Aim of the exercise:
Give every line from the entries that contains "tree".

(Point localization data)
· · · · · · ·
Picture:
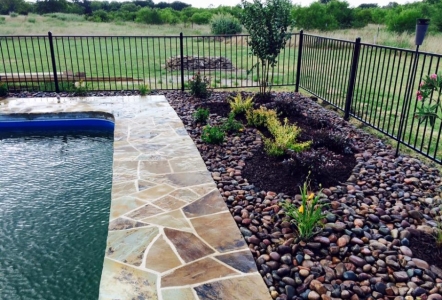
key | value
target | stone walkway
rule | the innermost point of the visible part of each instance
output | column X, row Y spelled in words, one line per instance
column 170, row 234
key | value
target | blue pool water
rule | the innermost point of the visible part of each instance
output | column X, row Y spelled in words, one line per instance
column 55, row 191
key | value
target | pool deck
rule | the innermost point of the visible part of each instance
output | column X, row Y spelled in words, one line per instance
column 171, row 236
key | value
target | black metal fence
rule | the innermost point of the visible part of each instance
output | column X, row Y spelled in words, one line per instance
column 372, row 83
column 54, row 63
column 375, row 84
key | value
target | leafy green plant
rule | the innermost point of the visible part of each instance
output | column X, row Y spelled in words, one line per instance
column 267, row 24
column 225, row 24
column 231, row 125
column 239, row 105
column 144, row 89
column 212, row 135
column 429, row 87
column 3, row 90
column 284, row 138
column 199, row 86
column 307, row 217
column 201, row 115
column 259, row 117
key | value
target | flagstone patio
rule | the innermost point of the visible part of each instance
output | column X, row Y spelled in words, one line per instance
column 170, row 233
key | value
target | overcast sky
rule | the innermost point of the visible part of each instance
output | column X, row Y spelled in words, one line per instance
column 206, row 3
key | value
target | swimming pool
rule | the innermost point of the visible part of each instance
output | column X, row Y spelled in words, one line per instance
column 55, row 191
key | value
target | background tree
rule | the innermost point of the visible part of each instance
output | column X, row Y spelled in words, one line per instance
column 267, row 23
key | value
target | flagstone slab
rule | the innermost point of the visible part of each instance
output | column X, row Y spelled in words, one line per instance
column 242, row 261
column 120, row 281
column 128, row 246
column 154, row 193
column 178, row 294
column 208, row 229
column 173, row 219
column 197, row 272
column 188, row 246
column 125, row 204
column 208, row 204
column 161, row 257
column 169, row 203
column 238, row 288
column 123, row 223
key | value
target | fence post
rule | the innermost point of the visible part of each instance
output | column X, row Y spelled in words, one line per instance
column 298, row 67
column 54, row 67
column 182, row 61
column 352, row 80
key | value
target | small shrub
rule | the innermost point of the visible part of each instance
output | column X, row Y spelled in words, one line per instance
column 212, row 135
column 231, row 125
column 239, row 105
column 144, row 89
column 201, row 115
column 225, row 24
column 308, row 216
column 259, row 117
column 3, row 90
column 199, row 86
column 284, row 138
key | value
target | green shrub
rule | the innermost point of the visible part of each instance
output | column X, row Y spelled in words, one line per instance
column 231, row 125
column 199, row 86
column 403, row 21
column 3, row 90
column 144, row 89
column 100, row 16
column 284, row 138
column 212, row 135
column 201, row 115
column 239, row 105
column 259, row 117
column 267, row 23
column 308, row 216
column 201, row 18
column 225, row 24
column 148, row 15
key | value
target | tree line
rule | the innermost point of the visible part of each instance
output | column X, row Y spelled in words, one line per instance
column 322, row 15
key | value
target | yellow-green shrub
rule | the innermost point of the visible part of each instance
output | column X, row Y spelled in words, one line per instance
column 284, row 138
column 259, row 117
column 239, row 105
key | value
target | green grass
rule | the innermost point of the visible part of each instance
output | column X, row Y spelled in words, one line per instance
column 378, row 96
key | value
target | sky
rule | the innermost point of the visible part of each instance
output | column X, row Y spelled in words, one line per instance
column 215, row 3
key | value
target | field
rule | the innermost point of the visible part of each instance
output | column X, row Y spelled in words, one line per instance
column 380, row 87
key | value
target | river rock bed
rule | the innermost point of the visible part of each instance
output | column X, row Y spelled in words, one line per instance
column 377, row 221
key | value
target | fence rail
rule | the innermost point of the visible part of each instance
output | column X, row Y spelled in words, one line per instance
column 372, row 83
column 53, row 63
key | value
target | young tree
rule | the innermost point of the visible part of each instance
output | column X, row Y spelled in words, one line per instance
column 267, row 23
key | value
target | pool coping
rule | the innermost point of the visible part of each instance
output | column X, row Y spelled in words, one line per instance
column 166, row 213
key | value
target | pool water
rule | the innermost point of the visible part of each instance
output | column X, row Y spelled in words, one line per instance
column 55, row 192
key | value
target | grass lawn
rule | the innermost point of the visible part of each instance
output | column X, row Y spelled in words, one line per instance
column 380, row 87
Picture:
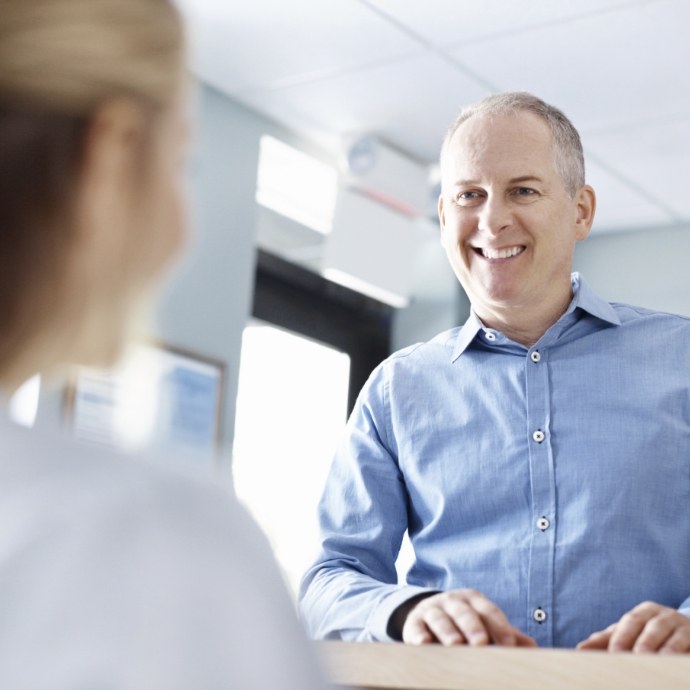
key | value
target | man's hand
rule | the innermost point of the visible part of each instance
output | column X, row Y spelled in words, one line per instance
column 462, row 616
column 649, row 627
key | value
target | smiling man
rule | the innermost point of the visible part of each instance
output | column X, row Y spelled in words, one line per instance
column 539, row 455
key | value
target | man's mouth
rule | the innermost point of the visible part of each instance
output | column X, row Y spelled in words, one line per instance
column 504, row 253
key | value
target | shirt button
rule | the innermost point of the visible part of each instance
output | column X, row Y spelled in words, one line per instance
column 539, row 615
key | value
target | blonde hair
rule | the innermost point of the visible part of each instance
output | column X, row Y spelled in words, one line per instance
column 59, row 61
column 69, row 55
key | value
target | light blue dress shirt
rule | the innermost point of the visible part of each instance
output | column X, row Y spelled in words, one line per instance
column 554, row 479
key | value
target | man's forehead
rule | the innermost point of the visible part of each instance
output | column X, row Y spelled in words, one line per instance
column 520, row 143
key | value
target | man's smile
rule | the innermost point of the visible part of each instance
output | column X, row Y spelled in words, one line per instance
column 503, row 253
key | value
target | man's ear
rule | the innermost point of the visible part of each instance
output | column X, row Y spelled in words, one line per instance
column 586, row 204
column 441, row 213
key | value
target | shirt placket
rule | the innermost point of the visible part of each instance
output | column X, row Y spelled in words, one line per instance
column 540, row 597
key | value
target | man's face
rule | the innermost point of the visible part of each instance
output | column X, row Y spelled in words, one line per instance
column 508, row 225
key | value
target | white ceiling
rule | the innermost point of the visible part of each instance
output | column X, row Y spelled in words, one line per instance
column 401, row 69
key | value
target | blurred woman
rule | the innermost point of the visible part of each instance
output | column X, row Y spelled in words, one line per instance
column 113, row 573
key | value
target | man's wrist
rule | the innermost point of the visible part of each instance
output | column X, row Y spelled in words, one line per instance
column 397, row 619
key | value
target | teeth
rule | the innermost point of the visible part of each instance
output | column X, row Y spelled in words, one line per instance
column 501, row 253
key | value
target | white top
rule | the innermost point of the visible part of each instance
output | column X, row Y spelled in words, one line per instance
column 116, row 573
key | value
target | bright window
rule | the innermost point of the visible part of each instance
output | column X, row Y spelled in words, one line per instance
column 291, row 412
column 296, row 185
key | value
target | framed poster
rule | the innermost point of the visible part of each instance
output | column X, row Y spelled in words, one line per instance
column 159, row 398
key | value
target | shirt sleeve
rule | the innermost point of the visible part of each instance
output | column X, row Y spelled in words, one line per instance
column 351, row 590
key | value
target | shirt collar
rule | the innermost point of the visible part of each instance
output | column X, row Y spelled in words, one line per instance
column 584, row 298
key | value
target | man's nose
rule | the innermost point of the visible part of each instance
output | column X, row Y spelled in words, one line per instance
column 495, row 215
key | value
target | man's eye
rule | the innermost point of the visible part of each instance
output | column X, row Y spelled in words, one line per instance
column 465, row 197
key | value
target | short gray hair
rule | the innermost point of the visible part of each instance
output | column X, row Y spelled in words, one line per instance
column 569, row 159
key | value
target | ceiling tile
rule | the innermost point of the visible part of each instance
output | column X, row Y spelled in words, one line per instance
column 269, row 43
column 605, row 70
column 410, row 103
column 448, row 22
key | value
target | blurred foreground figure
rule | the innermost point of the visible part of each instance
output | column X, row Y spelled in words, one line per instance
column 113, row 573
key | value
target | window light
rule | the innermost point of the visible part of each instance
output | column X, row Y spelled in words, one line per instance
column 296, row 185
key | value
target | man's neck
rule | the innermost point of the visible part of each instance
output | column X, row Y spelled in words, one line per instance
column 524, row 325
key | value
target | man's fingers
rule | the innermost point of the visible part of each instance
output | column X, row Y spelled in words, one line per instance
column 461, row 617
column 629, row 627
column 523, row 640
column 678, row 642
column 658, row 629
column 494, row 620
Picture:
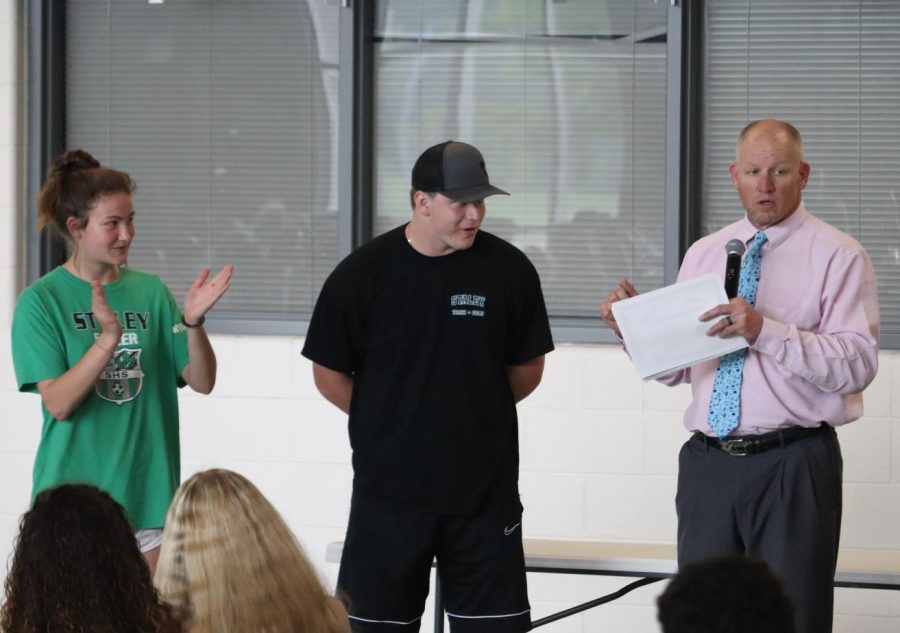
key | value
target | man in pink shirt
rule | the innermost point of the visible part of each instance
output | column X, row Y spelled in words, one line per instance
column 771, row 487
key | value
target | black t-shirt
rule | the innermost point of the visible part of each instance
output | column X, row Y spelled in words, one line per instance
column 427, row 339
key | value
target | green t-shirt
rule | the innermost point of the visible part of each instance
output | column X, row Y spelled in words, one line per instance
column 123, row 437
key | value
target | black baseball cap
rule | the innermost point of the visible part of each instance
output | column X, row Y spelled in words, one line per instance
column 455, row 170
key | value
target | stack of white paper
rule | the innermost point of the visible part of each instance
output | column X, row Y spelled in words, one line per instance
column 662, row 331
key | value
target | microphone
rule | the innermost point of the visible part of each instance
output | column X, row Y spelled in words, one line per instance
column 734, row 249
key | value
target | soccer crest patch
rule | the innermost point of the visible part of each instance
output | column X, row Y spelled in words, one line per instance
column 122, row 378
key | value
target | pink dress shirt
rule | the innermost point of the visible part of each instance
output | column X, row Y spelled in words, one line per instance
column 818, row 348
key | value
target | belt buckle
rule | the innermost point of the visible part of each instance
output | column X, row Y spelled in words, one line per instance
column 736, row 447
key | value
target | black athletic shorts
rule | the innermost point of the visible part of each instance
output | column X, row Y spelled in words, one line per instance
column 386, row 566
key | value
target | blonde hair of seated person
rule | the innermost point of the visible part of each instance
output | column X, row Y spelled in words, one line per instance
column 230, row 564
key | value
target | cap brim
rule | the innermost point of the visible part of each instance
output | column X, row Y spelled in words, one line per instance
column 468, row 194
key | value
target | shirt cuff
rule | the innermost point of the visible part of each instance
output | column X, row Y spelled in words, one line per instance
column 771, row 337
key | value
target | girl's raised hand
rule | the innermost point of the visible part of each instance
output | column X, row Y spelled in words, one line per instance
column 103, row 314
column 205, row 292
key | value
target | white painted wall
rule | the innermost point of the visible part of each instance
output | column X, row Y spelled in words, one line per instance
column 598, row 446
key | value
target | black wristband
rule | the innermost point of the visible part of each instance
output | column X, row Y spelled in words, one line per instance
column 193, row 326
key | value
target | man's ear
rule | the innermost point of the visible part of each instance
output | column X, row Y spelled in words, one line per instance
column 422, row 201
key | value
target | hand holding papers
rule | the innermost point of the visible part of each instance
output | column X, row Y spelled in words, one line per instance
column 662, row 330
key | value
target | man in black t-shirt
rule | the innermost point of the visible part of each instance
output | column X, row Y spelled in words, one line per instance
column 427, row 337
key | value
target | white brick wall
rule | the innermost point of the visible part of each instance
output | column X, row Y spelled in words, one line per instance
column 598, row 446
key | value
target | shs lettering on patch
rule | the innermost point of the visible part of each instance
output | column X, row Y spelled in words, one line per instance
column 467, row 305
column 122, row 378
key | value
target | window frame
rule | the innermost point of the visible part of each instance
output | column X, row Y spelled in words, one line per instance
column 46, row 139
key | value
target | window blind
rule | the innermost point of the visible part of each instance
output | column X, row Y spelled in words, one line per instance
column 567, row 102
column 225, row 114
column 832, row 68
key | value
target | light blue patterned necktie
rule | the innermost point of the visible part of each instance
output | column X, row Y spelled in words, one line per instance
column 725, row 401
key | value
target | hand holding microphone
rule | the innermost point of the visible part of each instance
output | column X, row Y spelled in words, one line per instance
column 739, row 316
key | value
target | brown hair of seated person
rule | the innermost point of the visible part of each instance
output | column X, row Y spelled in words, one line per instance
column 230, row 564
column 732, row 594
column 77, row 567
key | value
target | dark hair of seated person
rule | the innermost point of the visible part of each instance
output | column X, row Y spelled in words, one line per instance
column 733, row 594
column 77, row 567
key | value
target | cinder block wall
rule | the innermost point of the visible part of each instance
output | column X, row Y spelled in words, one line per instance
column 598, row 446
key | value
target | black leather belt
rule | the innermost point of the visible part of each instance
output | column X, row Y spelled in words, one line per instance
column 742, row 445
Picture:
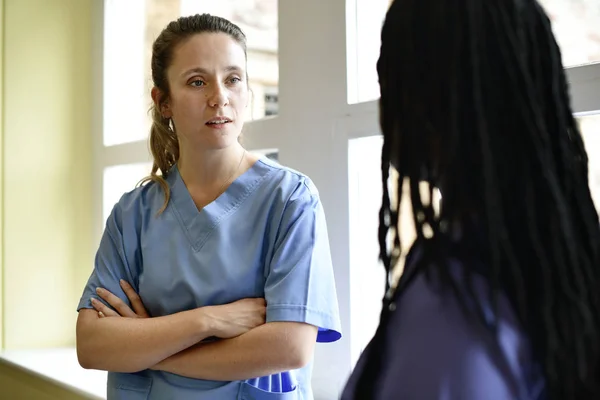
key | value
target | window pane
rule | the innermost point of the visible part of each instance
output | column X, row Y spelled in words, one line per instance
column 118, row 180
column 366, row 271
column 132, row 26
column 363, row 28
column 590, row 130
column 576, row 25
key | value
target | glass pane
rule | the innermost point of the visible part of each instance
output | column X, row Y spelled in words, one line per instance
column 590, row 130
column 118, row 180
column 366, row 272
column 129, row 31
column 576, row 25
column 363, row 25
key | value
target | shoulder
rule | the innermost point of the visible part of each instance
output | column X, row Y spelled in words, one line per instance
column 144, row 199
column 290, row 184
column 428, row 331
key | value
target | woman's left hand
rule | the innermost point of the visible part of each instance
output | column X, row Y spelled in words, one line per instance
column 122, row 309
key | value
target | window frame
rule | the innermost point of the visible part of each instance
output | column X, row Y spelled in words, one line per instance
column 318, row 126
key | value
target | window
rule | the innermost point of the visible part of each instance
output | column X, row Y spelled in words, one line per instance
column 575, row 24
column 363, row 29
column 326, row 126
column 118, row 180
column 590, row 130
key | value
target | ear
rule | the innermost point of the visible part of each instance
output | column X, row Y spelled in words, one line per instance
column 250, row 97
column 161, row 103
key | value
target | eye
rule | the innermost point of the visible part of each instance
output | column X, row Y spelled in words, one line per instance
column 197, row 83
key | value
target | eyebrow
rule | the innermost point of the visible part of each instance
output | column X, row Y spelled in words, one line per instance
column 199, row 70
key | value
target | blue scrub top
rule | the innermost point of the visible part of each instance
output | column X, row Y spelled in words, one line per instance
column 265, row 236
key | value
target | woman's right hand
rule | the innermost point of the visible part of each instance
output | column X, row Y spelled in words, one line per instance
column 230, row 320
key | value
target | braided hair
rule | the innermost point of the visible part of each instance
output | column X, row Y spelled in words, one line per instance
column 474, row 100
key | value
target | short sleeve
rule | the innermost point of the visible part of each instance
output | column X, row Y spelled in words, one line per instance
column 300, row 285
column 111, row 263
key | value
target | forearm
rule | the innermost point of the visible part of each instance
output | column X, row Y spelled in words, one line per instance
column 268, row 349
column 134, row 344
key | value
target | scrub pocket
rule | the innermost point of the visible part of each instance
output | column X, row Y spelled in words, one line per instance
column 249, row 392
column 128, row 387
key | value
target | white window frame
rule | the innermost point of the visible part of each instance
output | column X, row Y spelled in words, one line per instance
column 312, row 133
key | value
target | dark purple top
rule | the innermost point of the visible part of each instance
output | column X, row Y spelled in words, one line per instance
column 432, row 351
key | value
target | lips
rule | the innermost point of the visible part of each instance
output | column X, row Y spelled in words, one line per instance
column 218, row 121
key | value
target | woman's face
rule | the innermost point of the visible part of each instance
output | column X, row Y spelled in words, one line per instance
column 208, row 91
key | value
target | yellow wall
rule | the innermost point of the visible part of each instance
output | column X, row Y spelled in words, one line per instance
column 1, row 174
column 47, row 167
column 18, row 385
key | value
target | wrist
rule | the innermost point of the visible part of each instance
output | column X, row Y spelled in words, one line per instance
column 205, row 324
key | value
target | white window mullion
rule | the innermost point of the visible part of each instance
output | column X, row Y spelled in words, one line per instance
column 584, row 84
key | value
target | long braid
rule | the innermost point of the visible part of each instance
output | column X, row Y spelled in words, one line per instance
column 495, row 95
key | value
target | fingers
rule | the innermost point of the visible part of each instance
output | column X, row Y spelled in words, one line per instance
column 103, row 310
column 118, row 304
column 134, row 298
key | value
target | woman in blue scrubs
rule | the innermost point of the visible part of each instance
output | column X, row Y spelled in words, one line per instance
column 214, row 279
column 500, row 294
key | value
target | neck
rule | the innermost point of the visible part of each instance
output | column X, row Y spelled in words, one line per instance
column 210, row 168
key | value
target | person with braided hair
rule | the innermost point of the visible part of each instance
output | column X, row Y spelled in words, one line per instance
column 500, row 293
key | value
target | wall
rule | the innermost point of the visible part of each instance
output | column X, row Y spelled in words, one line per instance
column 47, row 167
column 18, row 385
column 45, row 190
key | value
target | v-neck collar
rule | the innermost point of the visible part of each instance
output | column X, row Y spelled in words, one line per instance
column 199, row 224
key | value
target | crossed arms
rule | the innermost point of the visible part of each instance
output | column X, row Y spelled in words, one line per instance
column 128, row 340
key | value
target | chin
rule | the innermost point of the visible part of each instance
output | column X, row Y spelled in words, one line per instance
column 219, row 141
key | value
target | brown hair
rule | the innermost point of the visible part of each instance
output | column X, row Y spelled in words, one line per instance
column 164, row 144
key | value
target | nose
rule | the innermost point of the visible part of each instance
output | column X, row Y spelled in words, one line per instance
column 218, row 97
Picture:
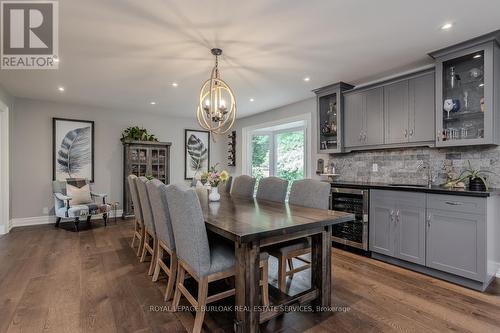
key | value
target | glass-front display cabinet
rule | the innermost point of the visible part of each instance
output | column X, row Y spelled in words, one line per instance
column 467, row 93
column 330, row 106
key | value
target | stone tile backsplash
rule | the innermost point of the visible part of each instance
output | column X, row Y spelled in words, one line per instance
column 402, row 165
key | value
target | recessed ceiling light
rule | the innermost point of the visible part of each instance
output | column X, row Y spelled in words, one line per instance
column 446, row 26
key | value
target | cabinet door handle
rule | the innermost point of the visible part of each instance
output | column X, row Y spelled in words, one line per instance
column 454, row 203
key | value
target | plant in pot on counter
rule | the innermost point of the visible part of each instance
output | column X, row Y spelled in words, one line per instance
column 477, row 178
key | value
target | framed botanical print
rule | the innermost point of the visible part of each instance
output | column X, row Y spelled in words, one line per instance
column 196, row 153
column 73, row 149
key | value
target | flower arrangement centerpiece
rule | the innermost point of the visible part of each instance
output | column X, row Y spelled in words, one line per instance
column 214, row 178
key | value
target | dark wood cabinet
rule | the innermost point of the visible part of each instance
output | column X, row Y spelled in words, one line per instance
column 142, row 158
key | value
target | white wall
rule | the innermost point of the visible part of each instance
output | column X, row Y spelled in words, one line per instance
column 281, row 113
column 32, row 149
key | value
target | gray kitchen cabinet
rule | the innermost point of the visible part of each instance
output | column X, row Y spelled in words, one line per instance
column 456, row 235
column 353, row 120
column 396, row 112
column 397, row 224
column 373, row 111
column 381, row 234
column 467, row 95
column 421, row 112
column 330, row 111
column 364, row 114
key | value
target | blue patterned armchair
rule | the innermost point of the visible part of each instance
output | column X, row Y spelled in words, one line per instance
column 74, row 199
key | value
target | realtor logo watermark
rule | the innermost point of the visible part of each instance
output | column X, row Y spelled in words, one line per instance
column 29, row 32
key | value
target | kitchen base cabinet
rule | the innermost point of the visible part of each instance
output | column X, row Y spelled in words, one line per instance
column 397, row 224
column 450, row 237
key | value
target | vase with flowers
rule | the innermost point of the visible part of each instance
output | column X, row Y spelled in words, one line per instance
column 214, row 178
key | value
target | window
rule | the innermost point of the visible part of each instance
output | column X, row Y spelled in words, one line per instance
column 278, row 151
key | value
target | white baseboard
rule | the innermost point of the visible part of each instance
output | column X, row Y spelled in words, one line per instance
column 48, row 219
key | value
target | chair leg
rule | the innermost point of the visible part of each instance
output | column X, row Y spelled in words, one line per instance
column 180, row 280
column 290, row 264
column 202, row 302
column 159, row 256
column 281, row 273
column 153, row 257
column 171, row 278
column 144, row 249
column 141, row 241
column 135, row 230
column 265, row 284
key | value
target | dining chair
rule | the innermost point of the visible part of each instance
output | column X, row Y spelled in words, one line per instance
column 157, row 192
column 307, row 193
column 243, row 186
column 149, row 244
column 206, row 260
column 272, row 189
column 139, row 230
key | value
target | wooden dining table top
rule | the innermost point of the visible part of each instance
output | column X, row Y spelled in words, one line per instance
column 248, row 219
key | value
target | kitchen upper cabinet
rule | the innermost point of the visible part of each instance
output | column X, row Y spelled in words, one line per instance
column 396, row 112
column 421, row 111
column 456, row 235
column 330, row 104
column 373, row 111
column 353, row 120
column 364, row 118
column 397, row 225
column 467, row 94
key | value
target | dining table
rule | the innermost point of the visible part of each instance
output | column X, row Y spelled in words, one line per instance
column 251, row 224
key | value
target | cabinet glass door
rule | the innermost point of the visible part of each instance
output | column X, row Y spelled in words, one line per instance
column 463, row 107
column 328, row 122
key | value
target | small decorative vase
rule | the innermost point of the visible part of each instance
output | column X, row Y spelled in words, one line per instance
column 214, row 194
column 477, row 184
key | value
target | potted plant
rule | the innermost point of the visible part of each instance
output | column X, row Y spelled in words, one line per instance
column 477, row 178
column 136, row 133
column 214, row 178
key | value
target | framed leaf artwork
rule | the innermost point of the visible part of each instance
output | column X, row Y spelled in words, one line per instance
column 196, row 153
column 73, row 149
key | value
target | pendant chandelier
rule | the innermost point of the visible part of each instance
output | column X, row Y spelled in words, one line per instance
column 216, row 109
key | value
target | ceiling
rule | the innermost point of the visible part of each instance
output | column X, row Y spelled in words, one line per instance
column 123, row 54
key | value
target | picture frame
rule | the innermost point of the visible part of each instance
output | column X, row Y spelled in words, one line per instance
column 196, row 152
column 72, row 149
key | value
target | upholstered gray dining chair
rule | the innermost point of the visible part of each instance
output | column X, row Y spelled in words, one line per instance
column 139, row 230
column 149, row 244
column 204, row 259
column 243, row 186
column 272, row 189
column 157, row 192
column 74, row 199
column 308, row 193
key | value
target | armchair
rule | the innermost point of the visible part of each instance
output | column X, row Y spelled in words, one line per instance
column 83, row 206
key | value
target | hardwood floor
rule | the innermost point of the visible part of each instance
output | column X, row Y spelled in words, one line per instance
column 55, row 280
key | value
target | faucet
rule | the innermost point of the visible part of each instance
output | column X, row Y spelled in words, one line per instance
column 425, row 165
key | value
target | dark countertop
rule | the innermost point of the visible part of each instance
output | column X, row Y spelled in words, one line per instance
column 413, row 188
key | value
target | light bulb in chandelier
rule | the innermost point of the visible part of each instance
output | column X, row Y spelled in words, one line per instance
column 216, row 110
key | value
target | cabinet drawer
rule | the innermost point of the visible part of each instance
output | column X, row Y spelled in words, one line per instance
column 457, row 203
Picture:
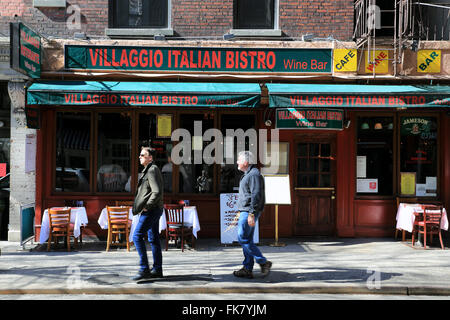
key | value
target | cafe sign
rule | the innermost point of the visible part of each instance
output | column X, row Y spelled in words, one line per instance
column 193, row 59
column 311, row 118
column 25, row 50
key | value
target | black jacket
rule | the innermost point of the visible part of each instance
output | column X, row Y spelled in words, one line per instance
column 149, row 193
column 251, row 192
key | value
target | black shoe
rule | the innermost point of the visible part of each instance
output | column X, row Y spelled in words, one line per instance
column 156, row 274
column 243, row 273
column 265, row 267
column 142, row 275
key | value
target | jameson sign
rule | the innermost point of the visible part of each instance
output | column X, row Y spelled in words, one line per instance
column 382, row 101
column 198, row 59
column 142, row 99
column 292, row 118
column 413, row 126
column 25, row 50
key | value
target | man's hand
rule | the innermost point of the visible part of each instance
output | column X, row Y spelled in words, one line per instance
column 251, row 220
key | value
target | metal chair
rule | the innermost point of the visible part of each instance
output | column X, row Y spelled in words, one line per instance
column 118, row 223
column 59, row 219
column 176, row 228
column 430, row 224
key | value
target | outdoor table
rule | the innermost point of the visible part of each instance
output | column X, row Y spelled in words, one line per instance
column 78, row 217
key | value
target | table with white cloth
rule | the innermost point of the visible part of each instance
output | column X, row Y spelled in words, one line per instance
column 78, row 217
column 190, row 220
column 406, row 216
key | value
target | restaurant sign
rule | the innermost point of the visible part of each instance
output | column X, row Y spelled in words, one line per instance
· · · · · · ·
Problem solution:
target | background tree
target | tree line
target | young tree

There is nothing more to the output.